**TEXTO ANALIZADO:**
((
Por todo ello, Darío comenzó a reclutar un nuevo ejército, más poderoso, con la intención de someter toda Grecia. Sus planes se vieron perturbados en 486 a. C., con la rebelión de sus súbditos de Egipto. Esta rebelión pospuso indefinidamente los preparativos para la expedición. Darío murió mientras se disponía a marchar sobre Egipto, y el trono de Persia pasó a manos de su hijo Jerjes I. Jerjes aplastó la sublevación en Egipto, y retomó rápidamente los preparativos para invadir Grecia. La expedición estuvo lista en 480 a. C., comenzando en consecuencia la segunda invasión de Grecia, bajo el mando de Jerjes en persona.
Según Plinio el Viejo, la alfalfa fue introducida en Grecia durante este conflicto, posiblemente en forma de semillas llegadas con el forraje de la caballería persa. Pasó a ser un cultivo habitual destinado a la alimentación de los caballos.
))
**ÍTEMS PROPORCIONADOS:**
((
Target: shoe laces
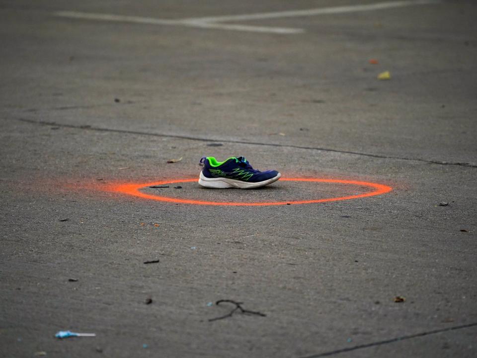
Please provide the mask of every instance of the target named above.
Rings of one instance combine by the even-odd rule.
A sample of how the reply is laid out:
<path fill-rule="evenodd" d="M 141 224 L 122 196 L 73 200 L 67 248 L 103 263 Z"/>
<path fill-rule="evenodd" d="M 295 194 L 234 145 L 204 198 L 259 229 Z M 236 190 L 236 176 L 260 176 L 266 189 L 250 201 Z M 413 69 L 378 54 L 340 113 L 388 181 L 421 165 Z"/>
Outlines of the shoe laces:
<path fill-rule="evenodd" d="M 250 165 L 248 161 L 245 159 L 245 157 L 238 157 L 238 158 L 236 158 L 235 160 L 236 163 L 239 166 L 245 168 L 249 172 L 256 173 L 260 171 L 257 169 L 254 169 L 253 168 L 252 168 L 252 166 Z"/>

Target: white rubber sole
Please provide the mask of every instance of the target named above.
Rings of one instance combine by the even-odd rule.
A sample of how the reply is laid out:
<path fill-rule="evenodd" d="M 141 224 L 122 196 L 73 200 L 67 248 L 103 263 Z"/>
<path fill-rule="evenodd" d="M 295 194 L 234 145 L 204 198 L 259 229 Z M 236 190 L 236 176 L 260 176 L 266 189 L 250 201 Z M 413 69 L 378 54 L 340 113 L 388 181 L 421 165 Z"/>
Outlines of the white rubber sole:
))
**TAREA A REALIZAR:**
Transcribe sin cambios el fragmento del texto sobre la invasión persa de Grecia que va desde "Por todo ello, Darío" hasta "Jerjes en persona.", incluidas estas últimas palabras. Los ítems no intervienen para nada en esto.

**TAREA RESUELTA:**
Por todo ello, Darío comenzó a reclutar un nuevo ejército, más poderoso, con la intención de someter toda Grecia. Sus planes se vieron perturbados en 486 a. C., con la rebelión de sus súbditos de Egipto. Esta rebelión pospuso indefinidamente los preparativos para la expedición. Darío murió mientras se disponía a marchar sobre Egipto, y el trono de Persia pasó a manos de su hijo Jerjes I. Jerjes aplastó la sublevación en Egipto, y retomó rápidamente los preparativos para invadir Grecia. La expedición estuvo lista en 480 a. C., comenzando en consecuencia la segunda invasión de Grecia, bajo el mando de Jerjes en persona.